**Rows:**
(begin)

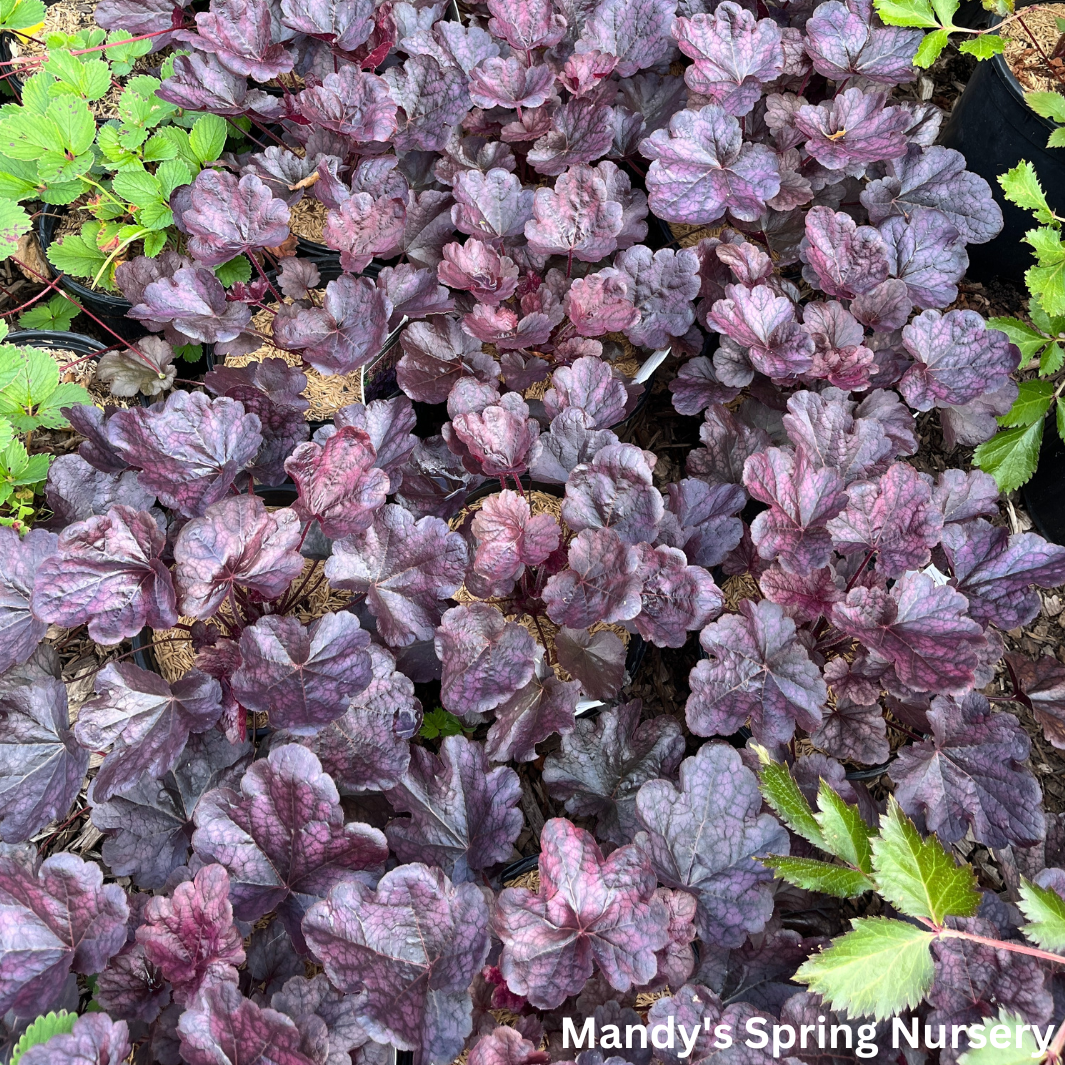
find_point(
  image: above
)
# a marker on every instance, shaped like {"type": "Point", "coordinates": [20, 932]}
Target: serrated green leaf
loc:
{"type": "Point", "coordinates": [983, 47]}
{"type": "Point", "coordinates": [918, 877]}
{"type": "Point", "coordinates": [879, 968]}
{"type": "Point", "coordinates": [42, 1030]}
{"type": "Point", "coordinates": [814, 875]}
{"type": "Point", "coordinates": [1045, 911]}
{"type": "Point", "coordinates": [1011, 455]}
{"type": "Point", "coordinates": [845, 832]}
{"type": "Point", "coordinates": [1032, 403]}
{"type": "Point", "coordinates": [782, 792]}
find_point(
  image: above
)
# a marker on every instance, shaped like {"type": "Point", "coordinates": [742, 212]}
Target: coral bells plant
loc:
{"type": "Point", "coordinates": [540, 203]}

(end)

**Task statement:**
Rewrite the entries above with "serrated" changed to "toothed" and every other line left the same. Omit the pictures from your answer.

**Task answer:**
find_point(
  image: above
)
# a marker on every instance, shaped like {"type": "Point", "coordinates": [20, 932]}
Target: toothed green leaf
loc:
{"type": "Point", "coordinates": [983, 47]}
{"type": "Point", "coordinates": [918, 877]}
{"type": "Point", "coordinates": [879, 968]}
{"type": "Point", "coordinates": [42, 1030]}
{"type": "Point", "coordinates": [814, 875]}
{"type": "Point", "coordinates": [1045, 911]}
{"type": "Point", "coordinates": [1011, 455]}
{"type": "Point", "coordinates": [845, 832]}
{"type": "Point", "coordinates": [1032, 403]}
{"type": "Point", "coordinates": [782, 792]}
find_point(
  image: above
)
# a marker on every instance, shaped like {"type": "Point", "coordinates": [742, 212]}
Target: coral bells plant
loc:
{"type": "Point", "coordinates": [540, 203]}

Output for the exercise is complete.